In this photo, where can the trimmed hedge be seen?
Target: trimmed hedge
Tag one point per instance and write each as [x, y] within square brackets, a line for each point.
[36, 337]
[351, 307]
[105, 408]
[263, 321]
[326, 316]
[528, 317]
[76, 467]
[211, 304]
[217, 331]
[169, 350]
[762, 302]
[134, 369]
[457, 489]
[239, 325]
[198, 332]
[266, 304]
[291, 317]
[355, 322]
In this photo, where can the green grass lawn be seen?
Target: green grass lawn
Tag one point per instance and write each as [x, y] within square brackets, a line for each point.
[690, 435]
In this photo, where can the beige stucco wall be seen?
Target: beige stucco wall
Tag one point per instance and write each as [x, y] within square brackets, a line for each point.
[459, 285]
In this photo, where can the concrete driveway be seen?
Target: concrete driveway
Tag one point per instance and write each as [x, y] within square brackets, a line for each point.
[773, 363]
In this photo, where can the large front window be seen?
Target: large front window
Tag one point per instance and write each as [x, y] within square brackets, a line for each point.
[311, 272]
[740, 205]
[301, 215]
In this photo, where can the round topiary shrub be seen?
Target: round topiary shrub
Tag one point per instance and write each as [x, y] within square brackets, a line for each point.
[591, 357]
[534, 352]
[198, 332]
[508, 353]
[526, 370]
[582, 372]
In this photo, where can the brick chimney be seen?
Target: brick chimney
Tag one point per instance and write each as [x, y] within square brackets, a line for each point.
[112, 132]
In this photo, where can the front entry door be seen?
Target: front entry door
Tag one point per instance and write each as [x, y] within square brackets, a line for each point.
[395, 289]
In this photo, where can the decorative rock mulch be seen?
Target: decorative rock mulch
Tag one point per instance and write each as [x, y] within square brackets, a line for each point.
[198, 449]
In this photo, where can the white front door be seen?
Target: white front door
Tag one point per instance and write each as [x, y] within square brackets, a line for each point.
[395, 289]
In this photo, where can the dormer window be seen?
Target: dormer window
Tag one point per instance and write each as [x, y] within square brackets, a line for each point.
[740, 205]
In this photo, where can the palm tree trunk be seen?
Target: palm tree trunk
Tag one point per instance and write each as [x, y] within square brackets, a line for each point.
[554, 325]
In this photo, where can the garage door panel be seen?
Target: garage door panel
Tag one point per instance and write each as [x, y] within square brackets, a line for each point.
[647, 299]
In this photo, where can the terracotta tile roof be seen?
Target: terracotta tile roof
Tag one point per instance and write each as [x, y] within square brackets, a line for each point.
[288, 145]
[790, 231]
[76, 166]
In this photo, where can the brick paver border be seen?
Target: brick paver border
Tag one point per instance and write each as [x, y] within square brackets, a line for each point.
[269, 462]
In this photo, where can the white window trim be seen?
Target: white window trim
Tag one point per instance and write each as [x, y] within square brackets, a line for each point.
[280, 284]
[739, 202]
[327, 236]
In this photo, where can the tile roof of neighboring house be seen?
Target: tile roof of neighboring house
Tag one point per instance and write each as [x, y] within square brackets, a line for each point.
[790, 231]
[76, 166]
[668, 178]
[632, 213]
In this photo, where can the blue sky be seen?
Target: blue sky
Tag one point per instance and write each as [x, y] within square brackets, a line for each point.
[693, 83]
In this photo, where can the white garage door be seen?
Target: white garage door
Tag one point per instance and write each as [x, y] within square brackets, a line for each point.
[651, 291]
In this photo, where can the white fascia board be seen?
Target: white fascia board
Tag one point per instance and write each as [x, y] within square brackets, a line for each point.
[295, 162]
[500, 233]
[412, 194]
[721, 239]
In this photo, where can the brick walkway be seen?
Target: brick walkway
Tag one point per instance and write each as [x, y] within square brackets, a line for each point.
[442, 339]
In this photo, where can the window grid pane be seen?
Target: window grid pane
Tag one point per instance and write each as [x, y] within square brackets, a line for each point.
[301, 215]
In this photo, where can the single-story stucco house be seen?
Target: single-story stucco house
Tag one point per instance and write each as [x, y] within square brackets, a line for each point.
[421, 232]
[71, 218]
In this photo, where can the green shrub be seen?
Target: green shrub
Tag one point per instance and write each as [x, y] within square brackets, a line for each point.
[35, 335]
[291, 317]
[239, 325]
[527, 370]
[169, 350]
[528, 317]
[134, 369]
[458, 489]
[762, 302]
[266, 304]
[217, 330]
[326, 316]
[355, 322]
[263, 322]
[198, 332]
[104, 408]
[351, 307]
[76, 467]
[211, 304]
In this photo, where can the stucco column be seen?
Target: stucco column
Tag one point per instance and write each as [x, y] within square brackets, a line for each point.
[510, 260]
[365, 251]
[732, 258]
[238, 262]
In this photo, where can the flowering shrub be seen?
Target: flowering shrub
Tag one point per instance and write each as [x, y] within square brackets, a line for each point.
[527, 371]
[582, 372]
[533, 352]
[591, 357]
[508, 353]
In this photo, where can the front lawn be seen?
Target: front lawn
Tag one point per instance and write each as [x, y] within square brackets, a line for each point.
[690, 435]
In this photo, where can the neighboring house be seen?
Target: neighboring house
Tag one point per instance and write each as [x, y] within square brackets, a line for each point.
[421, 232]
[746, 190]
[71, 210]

*PROBLEM TO WORK ON*. Repeat the material above exactly.

*ANSWER TO THE EXERCISE*.
In this photo, where can the trimmed hedge be seen?
Target: trimmed hedge
Tag one point per instance and write each as [x, y] within square brackets, a line for each point.
[36, 337]
[351, 307]
[105, 408]
[263, 321]
[326, 316]
[528, 317]
[76, 467]
[211, 304]
[217, 331]
[169, 350]
[762, 302]
[134, 369]
[457, 489]
[239, 325]
[198, 332]
[266, 304]
[291, 317]
[355, 322]
In this photo, where can the green grass lawn be seen?
Target: green grass lawn
Tag one point per instance and write each as [x, y] within square brackets, a line for each point.
[690, 435]
In this photo, where can the beige stucco wall be seen?
Target: beige stucco wall
Tag one point per instance and write each as [x, y] within square brackets, a line for each point.
[459, 285]
In this photo, where can the concrete driveway be seen?
Target: concrete driveway
Tag one point per instance and write each as [x, y] within square brackets, a line for each point.
[773, 363]
In this photo, where can the large front window be seen?
Target: large front window
Tag one point per instance and write each as [x, y] within square brackets, a line for each point.
[311, 272]
[740, 205]
[301, 215]
In this photo, where can the round topiary shrub be seen?
Target: round topiary shrub
Tag one point per instance and write each as [x, y] within square brackets, a line for each point.
[591, 357]
[534, 352]
[198, 332]
[508, 353]
[526, 370]
[582, 372]
In this photo, where can the brick chimney be seen?
Target: brick chimney
Tag one point per instance and write each as [x, y] within square brackets, a line for each point.
[112, 132]
In this photo, where can the front entry door be seen?
Target: front entry door
Tag one point per instance and write each as [x, y] within square brackets, a line for each point.
[395, 289]
In this photo, where can the decorative rock mulch be seen?
Target: decorative rock mulch
Tag one point per instance and write each as [x, y] within square brackets, a line for each point.
[198, 449]
In this photo, where can the white front door be seen?
Target: white front door
Tag one point per instance and write each as [x, y] within square brackets, a line for each point.
[395, 289]
In this photo, where can the dormer window be seen?
Target: dormer window
Tag one point per instance and write each as [x, y] within square brackets, a line for each point.
[740, 205]
In this photo, where can the palm tree trunk be seen?
Target: palm tree trunk
Tag one point per instance and write each as [x, y] within square brackets, a line for each point.
[554, 325]
In this photo, where can the garage door panel be seen?
Target: garage door panel
Tag one point per instance and write each as [x, y] within square brackets, a line for each point.
[647, 299]
In this photo, where can the terracotta tile roof be seen?
Target: terracotta tile roof
Tag one point per instance and write each as [x, y] within square brackets, a line for each point.
[288, 145]
[790, 231]
[76, 166]
In this photo, where can the brick paver border be seen?
Target: brick paver border
Tag one point per instance and write each as [x, y] within square brackets, a line for each point.
[269, 462]
In this photo, where can the white window trim be seen?
Target: white window trim
Tag one point per instance and write each as [x, y] within square brackets, a line for each point.
[280, 284]
[739, 202]
[327, 236]
In this photo, where can the tile roof of neighboring house be seen?
Target: tile roof of neighboring house
Tag one point per instance and write each as [x, y] within square brackets, a line for each point.
[790, 231]
[76, 166]
[668, 178]
[632, 213]
In this photo, where can the blue sky be seen?
Target: blue sky
Tag one point per instance and write each as [x, y] within square brackets, a line for each point.
[693, 83]
In this photo, where can the white garage door be seen?
Target: white garage door
Tag one point per instance and write each as [x, y] within square brackets, a line for each point.
[651, 291]
In this photo, where can the white fascia board be seen?
Target: white fascia board
Tag one point per instance and write each as [x, y] within square brackets, a line for each point.
[295, 162]
[500, 233]
[412, 194]
[721, 239]
In this photo, where can the brick walkway be seen?
Target: brick walkway
Tag one point per instance and write each as [x, y] within square brackets, a line for each point.
[442, 339]
In this photo, where can the window grid pane be seen?
Target: window grid pane
Tag one point per instance and write each as [x, y] within square brackets, a line for each point.
[301, 215]
In this photo, where can the single-story stucco house be seen?
Target: single-story stucco house
Tag one point per instance and write each as [x, y] within square brackets, a line for each point.
[421, 232]
[71, 218]
In this photo, where can the green shrub be seen?
Target: green shrub
Tag one point per instance and write each as [x, y] within square brackets, a line for each point.
[35, 335]
[291, 317]
[239, 325]
[527, 370]
[169, 350]
[528, 317]
[134, 369]
[458, 489]
[762, 302]
[266, 304]
[217, 330]
[326, 316]
[355, 322]
[263, 322]
[198, 332]
[104, 408]
[351, 307]
[76, 467]
[211, 304]
In this photo, where can the stucco column be seen?
Target: stucco column
Tag one point per instance and write each as [x, y] within square brackets, a line for each point.
[510, 260]
[365, 251]
[732, 258]
[238, 262]
In this photo, where can the flowering shrub be seen?
Target: flowering shrub
Tag one point per instance and write each as [x, y] within square brackets, a line for each point.
[527, 371]
[582, 372]
[533, 352]
[591, 357]
[508, 353]
In this photo, where can the front lawn be seen?
Target: front lawn
Tag one point per instance and write each as [x, y] within square brackets, a line for each point.
[690, 435]
In this photo, where can the neighboring house be seen?
Target: neighboring house
Tag one point per instance and write each as [x, y] within square brackets, a line for each point.
[421, 232]
[746, 190]
[71, 210]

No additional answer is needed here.